Records:
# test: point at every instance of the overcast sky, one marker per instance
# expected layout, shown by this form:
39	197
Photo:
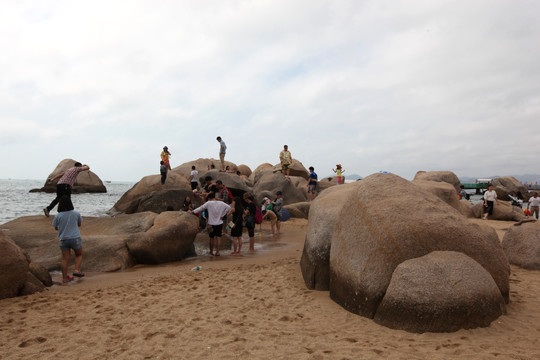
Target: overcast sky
399	86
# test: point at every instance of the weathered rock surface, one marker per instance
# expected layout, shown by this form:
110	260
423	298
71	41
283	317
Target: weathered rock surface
521	243
507	185
87	181
439	176
167	240
443	190
13	268
442	291
359	233
105	239
502	210
201	165
130	201
293	190
299	210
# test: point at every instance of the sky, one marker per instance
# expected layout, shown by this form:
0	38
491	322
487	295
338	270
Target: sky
397	86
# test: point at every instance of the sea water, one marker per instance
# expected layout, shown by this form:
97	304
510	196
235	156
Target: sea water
16	200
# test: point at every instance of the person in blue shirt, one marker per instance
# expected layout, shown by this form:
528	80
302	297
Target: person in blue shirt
312	184
67	223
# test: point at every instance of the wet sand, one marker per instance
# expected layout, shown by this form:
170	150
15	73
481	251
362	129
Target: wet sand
249	307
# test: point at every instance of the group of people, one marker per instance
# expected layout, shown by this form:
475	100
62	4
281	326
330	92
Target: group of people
220	205
490	199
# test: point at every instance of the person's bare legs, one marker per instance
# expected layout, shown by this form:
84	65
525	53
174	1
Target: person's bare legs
78	260
211	246
66	254
218	244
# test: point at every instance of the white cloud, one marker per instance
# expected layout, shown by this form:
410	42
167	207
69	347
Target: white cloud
374	85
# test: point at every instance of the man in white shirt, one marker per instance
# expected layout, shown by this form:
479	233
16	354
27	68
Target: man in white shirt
216	210
490	197
534	205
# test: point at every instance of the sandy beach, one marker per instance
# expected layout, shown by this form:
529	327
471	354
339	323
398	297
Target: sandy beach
249	307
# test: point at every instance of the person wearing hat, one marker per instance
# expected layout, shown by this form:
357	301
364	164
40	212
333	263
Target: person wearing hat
276	208
490	197
339	170
165	155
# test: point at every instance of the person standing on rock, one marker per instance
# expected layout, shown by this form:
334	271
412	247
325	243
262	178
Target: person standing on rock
534	205
285	158
222	150
67	223
490	197
64	185
312	183
163	171
165	155
216	210
194	178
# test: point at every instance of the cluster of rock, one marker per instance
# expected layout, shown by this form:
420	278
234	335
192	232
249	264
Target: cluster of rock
403	254
19	275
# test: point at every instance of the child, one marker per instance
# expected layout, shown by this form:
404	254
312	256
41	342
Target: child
163	170
338	170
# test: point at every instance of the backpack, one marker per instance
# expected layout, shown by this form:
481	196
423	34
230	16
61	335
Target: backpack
258	215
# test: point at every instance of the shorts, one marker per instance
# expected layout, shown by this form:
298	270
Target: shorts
488	209
68	244
216	231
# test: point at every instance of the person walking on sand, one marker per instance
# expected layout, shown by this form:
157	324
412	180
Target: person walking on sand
490	197
165	155
216	211
163	171
64	185
249	216
236	231
312	183
194	178
534	205
67	223
339	170
222	151
285	158
277	205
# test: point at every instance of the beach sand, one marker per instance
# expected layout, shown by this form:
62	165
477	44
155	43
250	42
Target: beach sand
250	307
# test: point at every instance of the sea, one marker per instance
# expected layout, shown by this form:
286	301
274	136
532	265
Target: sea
16	200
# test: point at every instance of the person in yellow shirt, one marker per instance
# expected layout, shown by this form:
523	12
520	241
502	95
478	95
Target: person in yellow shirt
165	155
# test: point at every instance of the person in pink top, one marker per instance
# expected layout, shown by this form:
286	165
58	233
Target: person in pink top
64	185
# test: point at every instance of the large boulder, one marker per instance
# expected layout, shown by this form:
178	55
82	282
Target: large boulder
201	165
130	201
443	190
236	184
440	176
13	268
87	181
299	210
502	210
442	291
166	200
293	189
521	244
359	233
167	240
507	185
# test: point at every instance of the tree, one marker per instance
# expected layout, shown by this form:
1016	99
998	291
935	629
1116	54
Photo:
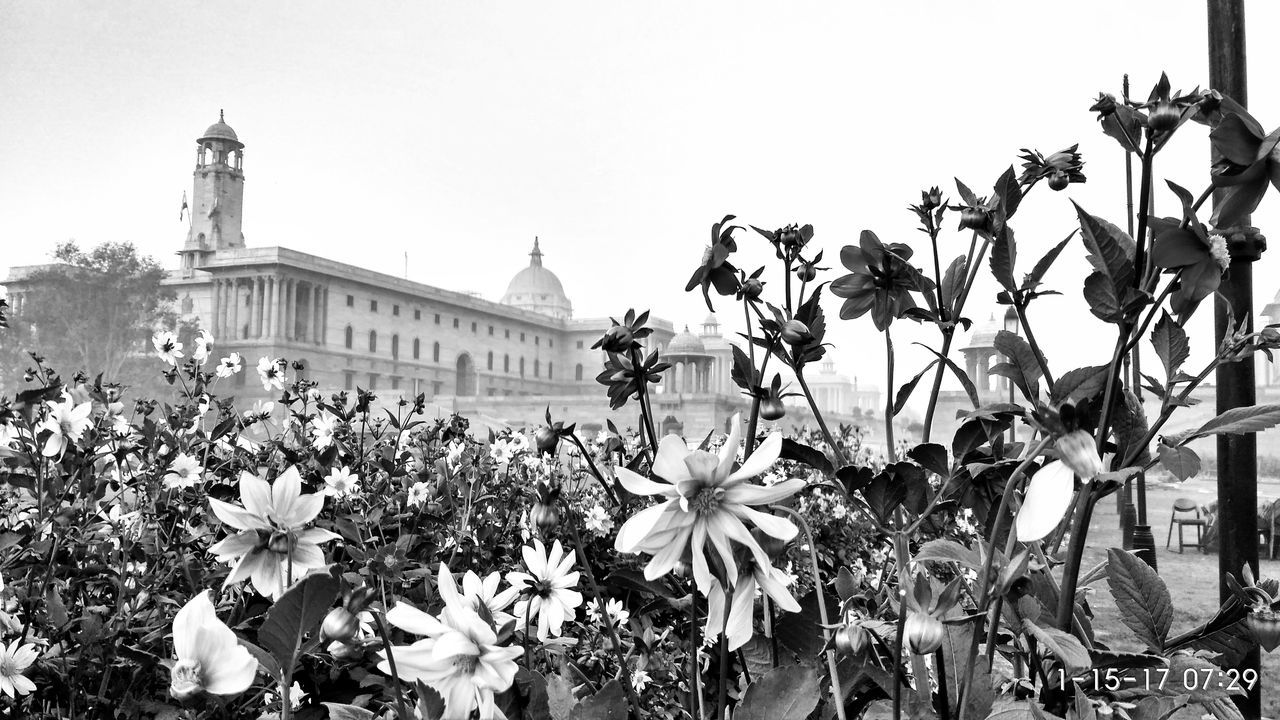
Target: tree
92	311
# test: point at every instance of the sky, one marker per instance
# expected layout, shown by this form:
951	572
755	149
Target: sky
616	132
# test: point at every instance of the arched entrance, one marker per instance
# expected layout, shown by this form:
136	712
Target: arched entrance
466	376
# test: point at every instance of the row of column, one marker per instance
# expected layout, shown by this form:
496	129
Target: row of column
270	308
700	374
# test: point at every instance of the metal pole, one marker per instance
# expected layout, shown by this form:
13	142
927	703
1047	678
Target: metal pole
1237	455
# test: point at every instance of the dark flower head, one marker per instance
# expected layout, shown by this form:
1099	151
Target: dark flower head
716	269
1061	165
1248	159
881	281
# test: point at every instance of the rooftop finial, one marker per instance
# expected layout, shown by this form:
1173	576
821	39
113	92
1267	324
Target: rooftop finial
536	255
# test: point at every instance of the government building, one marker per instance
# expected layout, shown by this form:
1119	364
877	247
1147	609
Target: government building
499	363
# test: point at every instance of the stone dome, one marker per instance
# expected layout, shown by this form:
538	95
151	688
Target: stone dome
538	288
220	131
686	343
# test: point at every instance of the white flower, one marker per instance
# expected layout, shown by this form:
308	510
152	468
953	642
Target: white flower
272	372
13	660
229	365
183	472
278	513
548	584
321	427
460	656
210	659
1048	496
341	482
1219	250
705	504
204	347
67	422
419	493
168	347
597	520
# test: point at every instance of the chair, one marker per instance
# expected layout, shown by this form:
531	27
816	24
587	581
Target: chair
1187	513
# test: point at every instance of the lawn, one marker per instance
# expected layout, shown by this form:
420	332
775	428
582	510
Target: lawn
1192	577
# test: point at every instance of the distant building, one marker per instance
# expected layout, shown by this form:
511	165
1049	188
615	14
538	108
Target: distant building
501	363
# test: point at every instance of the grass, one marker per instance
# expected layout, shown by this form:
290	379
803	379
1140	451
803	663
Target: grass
1192	577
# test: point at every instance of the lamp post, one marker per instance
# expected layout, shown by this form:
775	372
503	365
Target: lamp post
1011	326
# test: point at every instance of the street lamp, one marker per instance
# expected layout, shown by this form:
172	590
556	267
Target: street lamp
1011	326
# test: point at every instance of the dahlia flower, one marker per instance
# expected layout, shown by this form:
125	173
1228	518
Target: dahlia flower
272	548
548	584
707	502
210	659
460	656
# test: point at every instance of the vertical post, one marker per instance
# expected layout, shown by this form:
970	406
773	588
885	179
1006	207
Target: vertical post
1237	455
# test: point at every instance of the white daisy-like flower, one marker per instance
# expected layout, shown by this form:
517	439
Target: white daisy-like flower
184	472
341	482
229	365
548	586
204	347
168	347
14	661
67	422
419	493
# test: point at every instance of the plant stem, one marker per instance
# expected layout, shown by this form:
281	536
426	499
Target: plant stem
608	621
947	335
836	689
888	405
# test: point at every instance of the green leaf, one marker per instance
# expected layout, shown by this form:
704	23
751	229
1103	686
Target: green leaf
1169	338
1239	420
1033	278
1110	249
341	711
1183	463
1080	383
790	692
1064	646
608	703
297	614
1022	368
1141	597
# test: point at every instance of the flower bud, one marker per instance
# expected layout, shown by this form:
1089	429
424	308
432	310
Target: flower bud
1265	625
1080	455
752	288
853	639
795	332
772	409
547	440
1164	117
544	516
339	624
923	633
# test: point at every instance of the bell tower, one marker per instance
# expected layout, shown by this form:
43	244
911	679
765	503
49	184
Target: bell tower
216	197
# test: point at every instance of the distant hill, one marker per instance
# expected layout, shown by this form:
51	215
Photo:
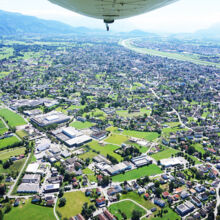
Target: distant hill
212	32
15	23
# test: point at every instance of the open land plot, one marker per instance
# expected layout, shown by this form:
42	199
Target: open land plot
81	125
125	113
74	203
150	170
139	199
116	139
167	153
9	141
6	154
149	136
106	149
22	133
126	207
90	154
29	211
12	118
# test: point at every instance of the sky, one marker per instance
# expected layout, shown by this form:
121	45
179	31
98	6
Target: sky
181	16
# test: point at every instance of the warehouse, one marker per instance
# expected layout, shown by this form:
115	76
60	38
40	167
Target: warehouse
50	118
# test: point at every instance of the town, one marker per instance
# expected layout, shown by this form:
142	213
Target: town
91	129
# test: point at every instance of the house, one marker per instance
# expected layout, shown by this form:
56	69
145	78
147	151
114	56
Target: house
185	208
196	201
98	191
146	195
88	192
165	194
16	203
184	194
77	217
35	199
159	202
100	202
203	196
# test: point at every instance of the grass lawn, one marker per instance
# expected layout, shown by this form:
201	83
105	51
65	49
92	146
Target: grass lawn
149	136
139	199
88	154
167	153
105	149
125	113
74	203
150	170
199	148
126	207
12	118
30	211
116	139
8	141
21	133
81	125
6	154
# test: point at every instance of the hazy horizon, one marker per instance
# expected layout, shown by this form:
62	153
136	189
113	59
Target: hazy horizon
182	16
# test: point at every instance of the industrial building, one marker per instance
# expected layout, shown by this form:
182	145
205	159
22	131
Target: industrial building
171	162
142	160
71	137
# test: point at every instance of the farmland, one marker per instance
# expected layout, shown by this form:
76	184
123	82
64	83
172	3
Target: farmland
74	203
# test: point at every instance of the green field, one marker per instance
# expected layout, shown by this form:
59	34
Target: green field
125	113
22	133
125	207
116	139
29	211
150	170
3	129
9	141
139	199
106	149
81	125
88	154
167	153
177	56
74	203
5	154
149	136
12	118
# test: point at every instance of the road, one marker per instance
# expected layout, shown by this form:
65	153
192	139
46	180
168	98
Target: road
14	184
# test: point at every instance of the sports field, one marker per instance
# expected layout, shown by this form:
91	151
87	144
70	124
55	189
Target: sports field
29	211
9	141
125	207
12	118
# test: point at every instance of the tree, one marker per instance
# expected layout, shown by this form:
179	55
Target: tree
62	202
136	215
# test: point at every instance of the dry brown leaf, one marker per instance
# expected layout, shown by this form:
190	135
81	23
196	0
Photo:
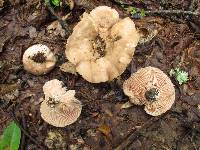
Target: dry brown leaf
68	67
105	129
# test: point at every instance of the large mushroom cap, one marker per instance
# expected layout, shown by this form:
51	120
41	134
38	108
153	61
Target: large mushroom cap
38	59
59	108
102	45
150	87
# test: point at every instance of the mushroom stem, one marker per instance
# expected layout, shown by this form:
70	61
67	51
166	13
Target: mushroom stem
152	94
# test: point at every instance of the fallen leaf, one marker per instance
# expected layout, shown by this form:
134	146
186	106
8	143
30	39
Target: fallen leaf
68	67
126	105
105	129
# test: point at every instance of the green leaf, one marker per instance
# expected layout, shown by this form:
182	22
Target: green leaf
56	2
10	139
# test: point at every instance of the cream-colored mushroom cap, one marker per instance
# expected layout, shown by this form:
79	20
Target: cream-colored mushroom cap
38	59
102	45
60	108
151	87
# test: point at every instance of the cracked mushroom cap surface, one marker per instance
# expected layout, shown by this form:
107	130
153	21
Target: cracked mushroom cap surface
60	107
151	87
102	45
38	59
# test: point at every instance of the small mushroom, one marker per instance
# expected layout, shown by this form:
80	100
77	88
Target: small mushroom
102	45
38	59
151	87
60	108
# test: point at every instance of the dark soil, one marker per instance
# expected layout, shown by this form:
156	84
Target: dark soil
103	124
39	57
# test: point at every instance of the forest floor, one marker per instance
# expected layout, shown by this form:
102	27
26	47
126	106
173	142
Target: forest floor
103	125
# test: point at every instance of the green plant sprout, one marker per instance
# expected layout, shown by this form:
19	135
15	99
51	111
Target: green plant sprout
10	139
56	2
180	75
133	10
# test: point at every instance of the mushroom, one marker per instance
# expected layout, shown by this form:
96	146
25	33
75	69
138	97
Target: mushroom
151	87
60	108
102	45
38	59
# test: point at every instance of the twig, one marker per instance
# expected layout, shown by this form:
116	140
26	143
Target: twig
23	135
172	12
62	22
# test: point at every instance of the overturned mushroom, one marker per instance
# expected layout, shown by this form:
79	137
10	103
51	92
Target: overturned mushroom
60	108
150	87
38	59
102	45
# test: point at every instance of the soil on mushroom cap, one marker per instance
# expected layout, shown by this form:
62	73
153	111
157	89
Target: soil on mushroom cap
39	57
99	46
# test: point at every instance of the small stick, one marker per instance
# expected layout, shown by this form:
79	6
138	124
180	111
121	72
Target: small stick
173	12
23	135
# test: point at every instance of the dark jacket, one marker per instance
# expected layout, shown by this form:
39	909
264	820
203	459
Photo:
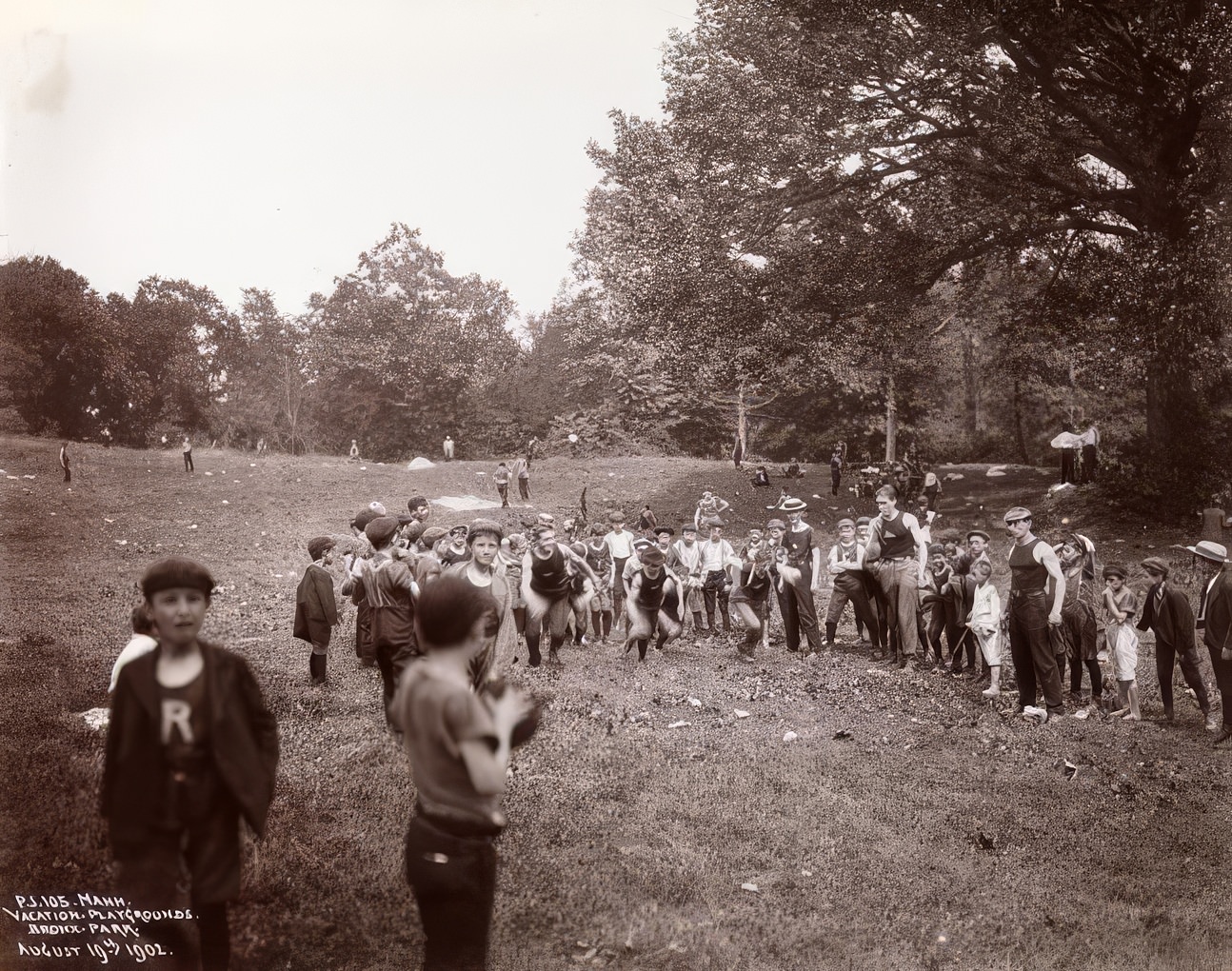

## WHAT IS REQUIRED
Return every line of the records above that contains the word "tower".

## REPLY
# test: point at every instance of the bell tower, one marker per instance
Target: bell tower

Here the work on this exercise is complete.